# new Tri-coloured mice!



## morning-star (Apr 9, 2011)

Got my first two trio's of tri-colours last Sunday at the west country show! (it was a great show as well, just made me want my silver and dove tans bubs to grow up and my champ satins to produce bubs faster so I can show them haha!)

The Boys:

Henry: (a very sleepy henry!)









V:









The Girls:

Patches: 









???:









???:









???:









I know I name my mice I'm a terrible person :lol:

:lol: one day I hope to get something show worthy out of em!


----------



## SarahC (Oct 3, 2008)

they are lovely,glad you enjoyed the show.If you have anything you want to enter to the Manchester show but want to save the cost of the journey you can drop them at my house,or future shows.Would have to be by 7.30 am sat morning though.


----------



## Rhasputin (Feb 21, 2010)

V is very lovely, I see a lot of potential!


----------



## morning-star (Apr 9, 2011)

SarahC said:


> they are lovely,glad you enjoyed the show.If you have anything you want to enter to the Manchester show but want to save the cost of the journey you can drop them at my house,or future shows.Would have to be by 7.30 am sat morning though.

» **GIVEN DATA**

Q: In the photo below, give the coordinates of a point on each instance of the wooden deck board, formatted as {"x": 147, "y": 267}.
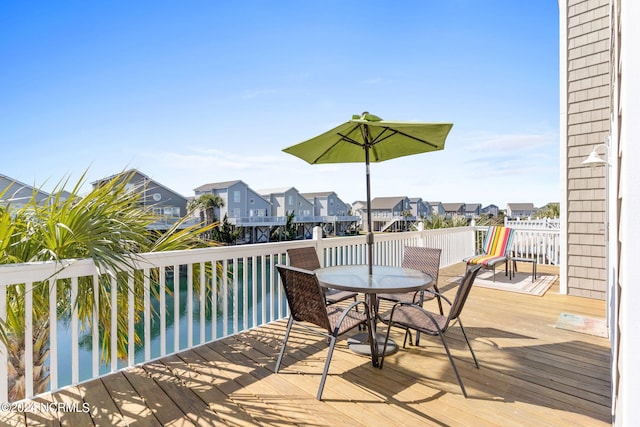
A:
{"x": 530, "y": 374}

» **EXERCISE SET**
1. Reproduce the passage of the tri-colored mice thread that begins at the words "Got my first" and stops after "show them haha!)", substituting "Saturday" for "Sunday".
2. Proceed with the tri-colored mice thread, writing the next part after its final line.

» **RESULTS FOR EACH TASK**
1.
Got my first two trio's of tri-colours last Saturday at the west country show! (it was a great show as well, just made me want my silver and dove tans bubs to grow up and my champ satins to produce bubs faster so I can show them haha!)

2.
 thanks - though for my first shows I really want to be there for the whole experience -gonna try and work out what shows I can go to and see if I can steward as well.

really need to buy some more maxeys! :lol:


----------



## SarahC (Oct 3, 2008)

that's a good plan,will be great to see you at shows.Even if you don't steward most judges won't mind if you sit close by and ask questions .I can lend you maxeys if needs be.


----------



## morning-star (Apr 9, 2011)

ok thanks!!!!


----------



## Emfa Mouse (Dec 14, 2011)

Henry is gorgeous :love1


----------



## morning-star (Apr 9, 2011)

Thanks -Henry has become my Favourite he seems to be the friendliest of the one as well.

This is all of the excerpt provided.